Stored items
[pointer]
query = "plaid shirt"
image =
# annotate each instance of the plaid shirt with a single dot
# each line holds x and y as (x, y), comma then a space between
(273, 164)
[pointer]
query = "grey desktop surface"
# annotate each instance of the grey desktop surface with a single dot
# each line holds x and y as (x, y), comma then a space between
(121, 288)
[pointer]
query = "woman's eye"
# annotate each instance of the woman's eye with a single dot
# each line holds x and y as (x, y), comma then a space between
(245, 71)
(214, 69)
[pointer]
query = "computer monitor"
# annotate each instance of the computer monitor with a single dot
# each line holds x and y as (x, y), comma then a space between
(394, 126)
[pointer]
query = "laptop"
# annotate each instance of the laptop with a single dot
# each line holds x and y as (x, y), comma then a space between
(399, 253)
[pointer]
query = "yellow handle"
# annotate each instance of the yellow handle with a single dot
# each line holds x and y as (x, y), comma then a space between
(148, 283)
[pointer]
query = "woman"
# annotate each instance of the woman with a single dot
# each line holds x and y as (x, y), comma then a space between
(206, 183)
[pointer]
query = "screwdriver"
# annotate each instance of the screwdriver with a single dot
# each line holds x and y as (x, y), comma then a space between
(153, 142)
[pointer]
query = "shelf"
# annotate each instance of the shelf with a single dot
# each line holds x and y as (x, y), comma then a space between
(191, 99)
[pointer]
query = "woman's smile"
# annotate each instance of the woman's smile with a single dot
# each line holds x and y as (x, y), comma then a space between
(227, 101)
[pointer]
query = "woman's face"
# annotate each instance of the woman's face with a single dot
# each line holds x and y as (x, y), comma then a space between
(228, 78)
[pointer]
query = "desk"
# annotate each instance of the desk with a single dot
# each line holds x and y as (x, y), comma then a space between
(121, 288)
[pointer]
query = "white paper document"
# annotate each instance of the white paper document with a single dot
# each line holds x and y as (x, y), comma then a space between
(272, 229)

_Exercise aim:_ Among these entries, how many lines include the string "woman"? Reply with the number by itself.

_Task solution:_ 8